[What the task asks]: Copy the data below word for word, keeping every line as it appears.

──────── Data for processing ────────

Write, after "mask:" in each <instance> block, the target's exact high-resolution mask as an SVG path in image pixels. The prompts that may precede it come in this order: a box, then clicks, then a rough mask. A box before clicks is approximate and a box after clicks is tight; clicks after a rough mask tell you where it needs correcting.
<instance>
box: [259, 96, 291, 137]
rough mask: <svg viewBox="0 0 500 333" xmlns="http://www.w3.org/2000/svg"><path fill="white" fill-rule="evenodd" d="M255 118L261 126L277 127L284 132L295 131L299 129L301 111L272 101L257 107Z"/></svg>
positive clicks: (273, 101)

────────

[Answer box]:
Write, after "mask:" in each <instance> block, the target's exact high-resolution mask as an SVG path in image pixels. The prompts that may precede it come in this order: a box, then clicks, then a rough mask. A box before clicks is approximate and a box after clicks is tight; clicks after a rough mask tell you where it needs correcting.
<instance>
box: [259, 96, 291, 137]
rough mask: <svg viewBox="0 0 500 333" xmlns="http://www.w3.org/2000/svg"><path fill="white" fill-rule="evenodd" d="M255 118L261 126L277 127L284 132L295 131L299 129L301 111L272 101L257 107Z"/></svg>
positive clicks: (273, 101)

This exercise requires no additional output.